_DESCRIPTION OF THE TASK_: Copy the data from its first line through the line containing "xmin=70 ymin=116 xmax=1049 ymax=1045", replacing "screenshot" with "image" and changing nothing else. Omit the pictures from your answer.

_PROVIDED RECORDS_:
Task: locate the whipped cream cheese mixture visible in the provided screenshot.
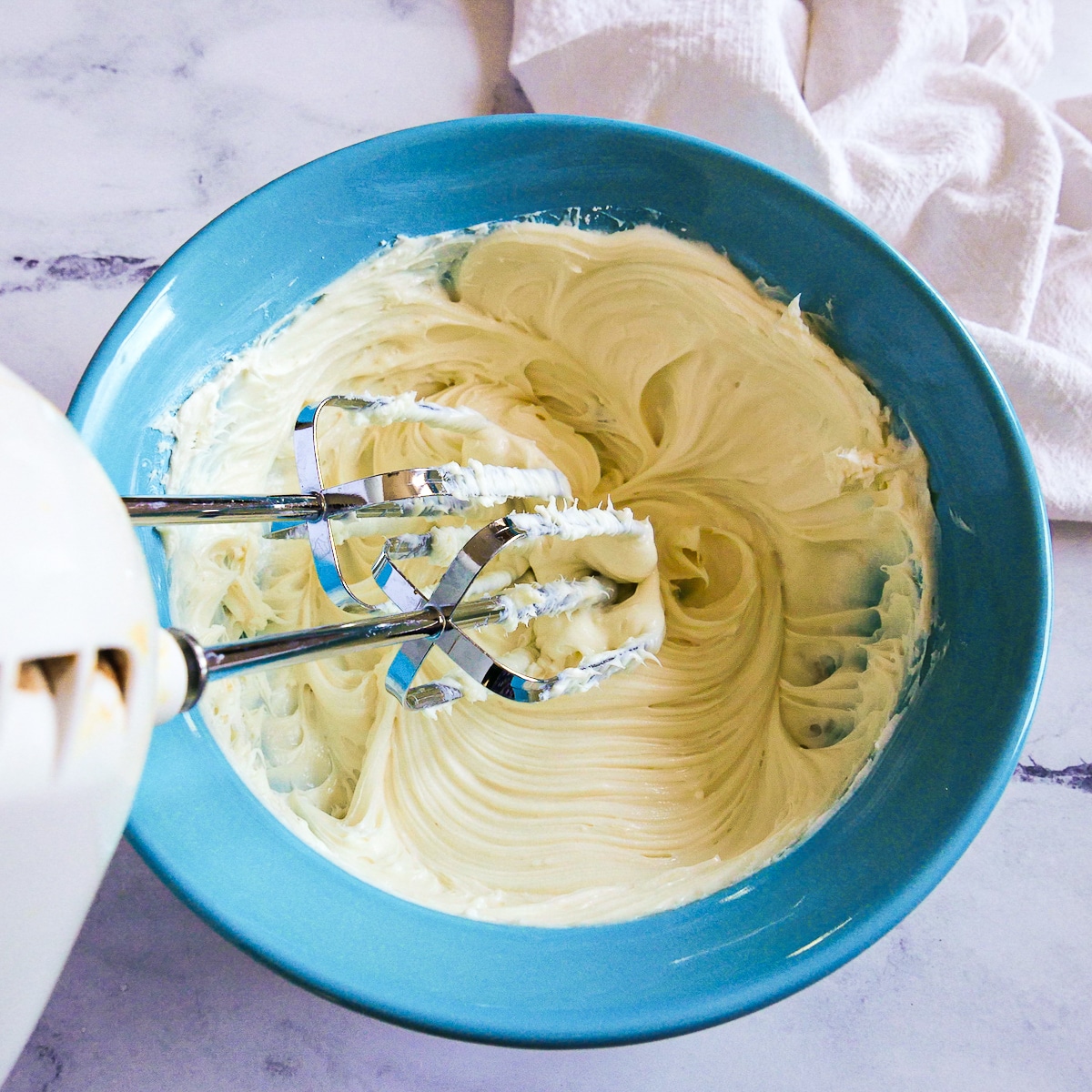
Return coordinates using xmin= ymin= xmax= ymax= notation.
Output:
xmin=164 ymin=223 xmax=934 ymax=925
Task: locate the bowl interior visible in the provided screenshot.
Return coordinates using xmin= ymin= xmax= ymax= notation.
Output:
xmin=70 ymin=116 xmax=1049 ymax=1045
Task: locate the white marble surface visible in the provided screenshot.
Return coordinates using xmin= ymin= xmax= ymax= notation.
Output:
xmin=0 ymin=0 xmax=1092 ymax=1092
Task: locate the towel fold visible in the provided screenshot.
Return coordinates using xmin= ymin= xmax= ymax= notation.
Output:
xmin=510 ymin=0 xmax=1092 ymax=520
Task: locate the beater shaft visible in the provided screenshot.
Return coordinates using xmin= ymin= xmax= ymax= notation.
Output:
xmin=121 ymin=493 xmax=327 ymax=526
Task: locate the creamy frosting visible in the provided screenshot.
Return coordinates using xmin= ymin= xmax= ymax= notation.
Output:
xmin=164 ymin=223 xmax=934 ymax=925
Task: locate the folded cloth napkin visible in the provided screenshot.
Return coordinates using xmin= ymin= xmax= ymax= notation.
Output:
xmin=510 ymin=0 xmax=1092 ymax=520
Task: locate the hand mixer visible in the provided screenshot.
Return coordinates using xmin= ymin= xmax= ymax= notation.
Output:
xmin=0 ymin=367 xmax=654 ymax=1080
xmin=122 ymin=394 xmax=651 ymax=711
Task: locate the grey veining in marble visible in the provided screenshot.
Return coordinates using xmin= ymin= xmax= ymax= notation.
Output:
xmin=0 ymin=0 xmax=1092 ymax=1092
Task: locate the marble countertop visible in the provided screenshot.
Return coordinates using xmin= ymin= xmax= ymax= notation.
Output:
xmin=0 ymin=0 xmax=1092 ymax=1092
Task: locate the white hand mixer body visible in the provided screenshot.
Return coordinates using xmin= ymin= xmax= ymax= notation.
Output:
xmin=0 ymin=368 xmax=662 ymax=1079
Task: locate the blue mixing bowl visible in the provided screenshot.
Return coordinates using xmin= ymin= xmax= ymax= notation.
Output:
xmin=70 ymin=116 xmax=1050 ymax=1046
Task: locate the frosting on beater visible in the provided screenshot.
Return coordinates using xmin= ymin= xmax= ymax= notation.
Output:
xmin=163 ymin=223 xmax=934 ymax=926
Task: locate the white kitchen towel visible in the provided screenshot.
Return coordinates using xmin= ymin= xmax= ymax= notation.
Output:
xmin=510 ymin=0 xmax=1092 ymax=520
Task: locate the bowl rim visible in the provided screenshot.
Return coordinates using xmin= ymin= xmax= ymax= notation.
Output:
xmin=67 ymin=114 xmax=1053 ymax=1047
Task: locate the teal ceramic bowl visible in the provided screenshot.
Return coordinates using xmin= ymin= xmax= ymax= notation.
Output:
xmin=70 ymin=116 xmax=1050 ymax=1046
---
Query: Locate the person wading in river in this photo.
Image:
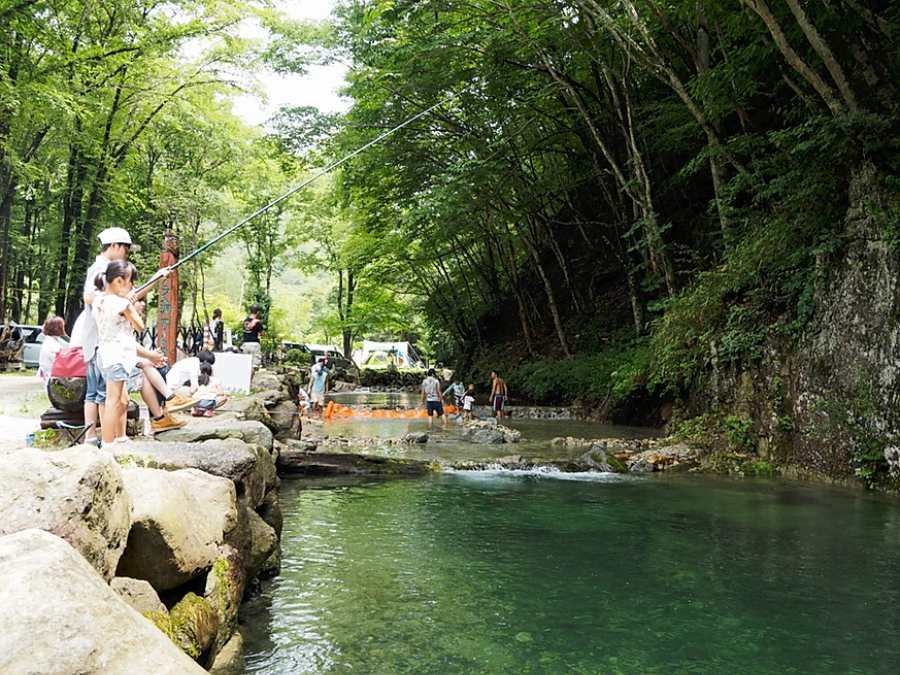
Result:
[422,368,447,429]
[491,370,509,422]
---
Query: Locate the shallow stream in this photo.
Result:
[242,399,900,675]
[242,473,900,673]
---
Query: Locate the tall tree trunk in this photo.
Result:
[697,0,731,249]
[342,269,356,358]
[741,0,845,117]
[522,224,572,357]
[0,177,17,324]
[785,0,859,113]
[56,143,87,316]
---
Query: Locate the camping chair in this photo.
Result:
[56,421,93,448]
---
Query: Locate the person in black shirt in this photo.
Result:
[209,307,225,352]
[241,305,265,368]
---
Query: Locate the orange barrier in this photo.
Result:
[322,401,459,420]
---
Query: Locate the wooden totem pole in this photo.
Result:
[156,230,180,365]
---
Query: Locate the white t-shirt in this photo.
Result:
[463,394,475,411]
[166,356,200,391]
[38,335,66,382]
[92,293,137,373]
[70,255,109,363]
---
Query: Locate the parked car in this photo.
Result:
[18,326,68,368]
[304,344,359,380]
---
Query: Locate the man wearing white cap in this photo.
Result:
[71,227,184,443]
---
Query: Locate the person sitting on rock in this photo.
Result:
[166,349,216,407]
[191,363,228,417]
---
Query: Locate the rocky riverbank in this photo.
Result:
[0,376,299,674]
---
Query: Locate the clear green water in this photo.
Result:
[242,474,900,674]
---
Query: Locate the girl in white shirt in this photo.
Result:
[92,260,144,445]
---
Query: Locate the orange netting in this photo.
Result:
[322,401,458,420]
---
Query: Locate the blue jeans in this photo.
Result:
[84,354,106,405]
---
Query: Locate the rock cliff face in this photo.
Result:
[692,169,900,486]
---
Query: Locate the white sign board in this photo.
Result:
[213,352,253,394]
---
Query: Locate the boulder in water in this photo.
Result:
[156,417,273,448]
[0,530,206,675]
[0,445,131,579]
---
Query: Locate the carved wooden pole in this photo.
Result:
[156,230,180,365]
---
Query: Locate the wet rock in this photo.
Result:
[0,445,131,579]
[209,633,246,675]
[0,530,205,675]
[117,467,237,591]
[220,395,275,429]
[256,490,284,539]
[627,443,697,473]
[577,444,613,473]
[247,509,278,578]
[269,401,300,439]
[463,420,522,445]
[203,545,247,652]
[148,593,219,660]
[884,445,900,476]
[109,577,169,614]
[282,452,433,476]
[156,417,273,448]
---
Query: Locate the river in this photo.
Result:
[242,402,900,674]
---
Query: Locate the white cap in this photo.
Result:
[97,227,141,252]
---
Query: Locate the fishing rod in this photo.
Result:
[134,87,468,293]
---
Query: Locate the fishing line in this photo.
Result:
[135,85,471,293]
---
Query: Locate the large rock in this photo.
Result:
[148,593,219,664]
[221,395,274,429]
[156,417,273,448]
[109,577,169,614]
[463,420,522,445]
[115,438,275,506]
[0,445,131,579]
[203,545,247,652]
[209,633,246,675]
[269,401,300,438]
[279,452,434,476]
[256,490,284,539]
[118,467,238,591]
[0,530,205,675]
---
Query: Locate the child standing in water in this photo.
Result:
[92,260,144,445]
[463,384,475,422]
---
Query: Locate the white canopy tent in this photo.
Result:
[353,340,425,368]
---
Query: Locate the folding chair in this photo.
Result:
[56,421,94,448]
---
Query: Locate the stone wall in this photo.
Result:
[683,164,900,488]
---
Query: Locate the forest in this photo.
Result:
[0,0,900,480]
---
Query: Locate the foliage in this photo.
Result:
[508,341,649,406]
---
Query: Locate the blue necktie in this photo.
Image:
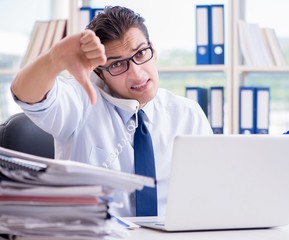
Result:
[134,110,158,216]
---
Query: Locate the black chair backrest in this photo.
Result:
[0,113,54,158]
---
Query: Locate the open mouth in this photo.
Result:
[131,81,148,89]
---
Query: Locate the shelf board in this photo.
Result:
[158,65,228,73]
[0,69,19,75]
[237,66,289,73]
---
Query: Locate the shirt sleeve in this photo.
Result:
[10,76,91,141]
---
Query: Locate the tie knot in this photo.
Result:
[137,110,145,124]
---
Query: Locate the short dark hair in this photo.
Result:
[86,6,149,44]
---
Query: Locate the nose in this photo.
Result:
[128,61,143,80]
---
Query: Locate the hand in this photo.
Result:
[54,30,106,104]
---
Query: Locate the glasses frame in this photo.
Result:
[96,43,154,77]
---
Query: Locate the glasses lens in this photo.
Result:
[133,47,153,65]
[108,60,128,76]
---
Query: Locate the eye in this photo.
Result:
[109,61,125,69]
[135,49,147,59]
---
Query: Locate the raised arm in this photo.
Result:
[11,30,106,103]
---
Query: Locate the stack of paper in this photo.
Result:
[238,20,287,67]
[0,147,154,239]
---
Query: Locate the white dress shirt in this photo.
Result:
[12,77,212,216]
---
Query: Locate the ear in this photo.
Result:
[150,41,158,60]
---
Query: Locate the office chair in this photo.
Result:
[0,113,54,158]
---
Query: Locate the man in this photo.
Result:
[11,7,212,216]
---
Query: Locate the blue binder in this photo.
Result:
[209,87,224,134]
[210,4,225,64]
[255,87,270,134]
[186,87,208,117]
[196,5,211,65]
[239,87,256,134]
[79,7,103,31]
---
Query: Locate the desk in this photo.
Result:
[128,226,289,240]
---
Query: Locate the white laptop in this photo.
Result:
[130,135,289,231]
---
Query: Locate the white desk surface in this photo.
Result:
[128,226,289,240]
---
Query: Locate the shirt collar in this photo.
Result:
[115,100,154,125]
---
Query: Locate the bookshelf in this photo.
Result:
[232,0,289,134]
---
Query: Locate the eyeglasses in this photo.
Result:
[96,46,153,76]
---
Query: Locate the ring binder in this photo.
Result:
[0,154,47,173]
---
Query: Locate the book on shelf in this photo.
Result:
[209,86,224,134]
[0,147,155,240]
[186,87,208,117]
[196,4,225,65]
[186,86,224,134]
[21,19,67,67]
[239,86,270,134]
[238,20,286,67]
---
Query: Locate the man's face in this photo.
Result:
[103,28,159,107]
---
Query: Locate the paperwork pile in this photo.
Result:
[0,147,154,239]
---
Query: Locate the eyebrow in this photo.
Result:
[107,42,146,61]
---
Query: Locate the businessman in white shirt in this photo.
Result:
[11,7,212,216]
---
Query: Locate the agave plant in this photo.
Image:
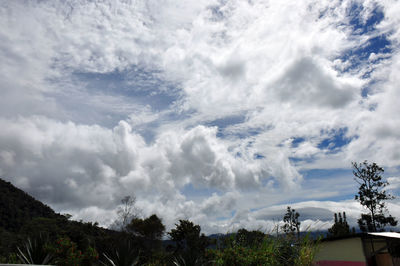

_EXERCISE RESPONSE_:
Task: locate the whipped cream cheese mixture visible in the provided image.
Return coordinates using xmin= ymin= xmax= ymax= notation.
Output:
xmin=164 ymin=223 xmax=934 ymax=925
Task: locate the bowl interior visible in the provided image.
Return coordinates using xmin= ymin= xmax= ymax= notation.
Output:
xmin=70 ymin=116 xmax=1049 ymax=1045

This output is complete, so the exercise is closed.